'''

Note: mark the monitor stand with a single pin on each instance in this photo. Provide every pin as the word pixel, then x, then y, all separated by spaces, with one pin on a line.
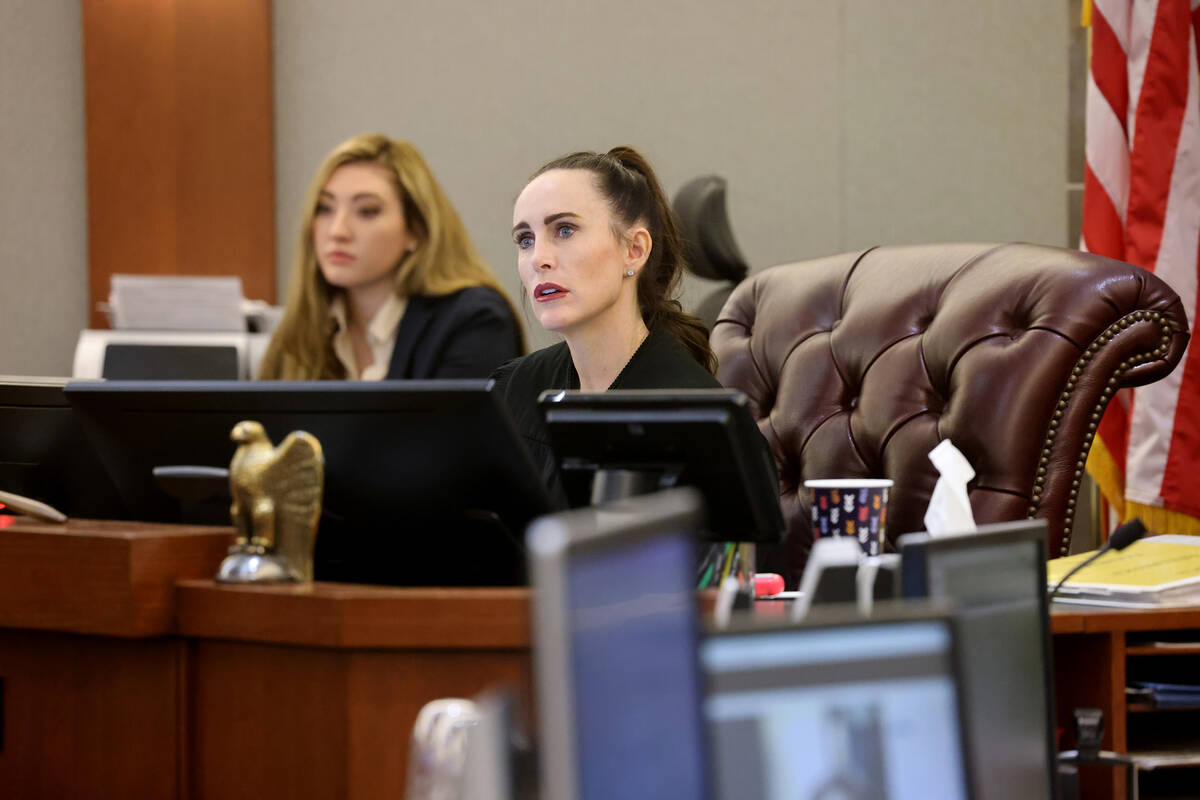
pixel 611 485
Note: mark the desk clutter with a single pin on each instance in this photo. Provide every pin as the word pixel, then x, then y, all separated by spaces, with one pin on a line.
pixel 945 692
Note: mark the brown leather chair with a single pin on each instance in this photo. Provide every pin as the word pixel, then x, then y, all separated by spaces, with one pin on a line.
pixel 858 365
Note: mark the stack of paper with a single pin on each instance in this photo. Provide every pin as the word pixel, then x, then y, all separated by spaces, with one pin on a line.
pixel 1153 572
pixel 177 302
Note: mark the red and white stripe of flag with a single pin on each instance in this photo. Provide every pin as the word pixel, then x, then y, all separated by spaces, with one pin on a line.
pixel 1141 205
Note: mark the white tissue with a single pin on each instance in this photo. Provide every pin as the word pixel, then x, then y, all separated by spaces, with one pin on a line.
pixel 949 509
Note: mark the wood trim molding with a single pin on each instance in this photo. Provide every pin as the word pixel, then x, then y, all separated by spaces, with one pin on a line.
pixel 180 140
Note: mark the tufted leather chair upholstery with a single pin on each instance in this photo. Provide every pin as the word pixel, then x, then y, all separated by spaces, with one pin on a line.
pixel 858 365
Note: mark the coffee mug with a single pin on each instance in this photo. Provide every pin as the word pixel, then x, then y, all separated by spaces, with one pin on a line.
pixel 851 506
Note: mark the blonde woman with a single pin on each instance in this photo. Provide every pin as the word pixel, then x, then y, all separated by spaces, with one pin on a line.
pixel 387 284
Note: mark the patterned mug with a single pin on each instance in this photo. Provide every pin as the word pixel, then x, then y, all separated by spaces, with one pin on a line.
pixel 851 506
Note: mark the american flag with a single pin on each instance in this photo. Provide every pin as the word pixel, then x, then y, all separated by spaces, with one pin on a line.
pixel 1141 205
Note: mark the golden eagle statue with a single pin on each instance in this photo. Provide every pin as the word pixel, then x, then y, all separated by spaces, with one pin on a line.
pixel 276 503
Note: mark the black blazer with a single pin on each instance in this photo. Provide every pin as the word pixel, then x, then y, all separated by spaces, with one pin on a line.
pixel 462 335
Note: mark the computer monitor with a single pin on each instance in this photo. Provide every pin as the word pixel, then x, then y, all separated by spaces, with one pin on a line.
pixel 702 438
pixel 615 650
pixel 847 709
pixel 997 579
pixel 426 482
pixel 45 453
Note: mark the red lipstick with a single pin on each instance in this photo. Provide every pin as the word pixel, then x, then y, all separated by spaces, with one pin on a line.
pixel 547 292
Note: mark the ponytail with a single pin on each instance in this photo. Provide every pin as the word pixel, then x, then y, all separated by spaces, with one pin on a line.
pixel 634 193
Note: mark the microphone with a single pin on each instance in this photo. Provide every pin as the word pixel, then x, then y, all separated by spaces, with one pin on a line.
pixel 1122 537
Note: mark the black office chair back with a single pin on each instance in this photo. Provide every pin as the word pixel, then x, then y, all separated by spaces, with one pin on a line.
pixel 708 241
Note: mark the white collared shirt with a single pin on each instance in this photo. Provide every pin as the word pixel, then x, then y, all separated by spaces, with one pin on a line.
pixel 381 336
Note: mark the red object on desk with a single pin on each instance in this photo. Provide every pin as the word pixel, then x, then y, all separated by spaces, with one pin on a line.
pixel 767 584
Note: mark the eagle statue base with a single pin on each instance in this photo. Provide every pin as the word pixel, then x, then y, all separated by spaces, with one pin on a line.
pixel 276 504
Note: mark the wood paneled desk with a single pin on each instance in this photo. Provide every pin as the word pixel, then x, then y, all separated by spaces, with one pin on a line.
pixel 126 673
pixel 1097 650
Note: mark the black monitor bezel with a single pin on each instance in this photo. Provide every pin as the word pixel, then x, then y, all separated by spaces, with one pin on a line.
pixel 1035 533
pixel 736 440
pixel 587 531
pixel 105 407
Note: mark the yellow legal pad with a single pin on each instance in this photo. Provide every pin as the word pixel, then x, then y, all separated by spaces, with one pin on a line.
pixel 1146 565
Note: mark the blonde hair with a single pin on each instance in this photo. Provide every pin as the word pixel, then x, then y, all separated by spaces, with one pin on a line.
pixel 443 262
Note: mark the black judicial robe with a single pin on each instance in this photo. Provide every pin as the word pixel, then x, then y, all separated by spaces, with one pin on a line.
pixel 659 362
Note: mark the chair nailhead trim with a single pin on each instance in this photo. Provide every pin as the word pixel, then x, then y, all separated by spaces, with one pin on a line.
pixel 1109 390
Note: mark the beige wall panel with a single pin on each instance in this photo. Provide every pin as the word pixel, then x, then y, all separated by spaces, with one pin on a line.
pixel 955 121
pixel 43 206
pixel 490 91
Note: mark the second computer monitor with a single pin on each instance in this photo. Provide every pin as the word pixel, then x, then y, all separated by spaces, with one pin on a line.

'''

◆ **SHORT TASK**
Rewrite the lines of the records from the line with "Note: mark the eagle" up to and including the line with "pixel 276 504", swapping "eagle statue base" for "eagle statue pedestal" and leaving everything else unchanged.

◆ **ANSWER IN FULL**
Note: mark the eagle statue pedestal with a single pin on each instance in this photo. Provide every pin as the word pixel, then x, then y, all separated by spaces, with one pin on a line.
pixel 276 504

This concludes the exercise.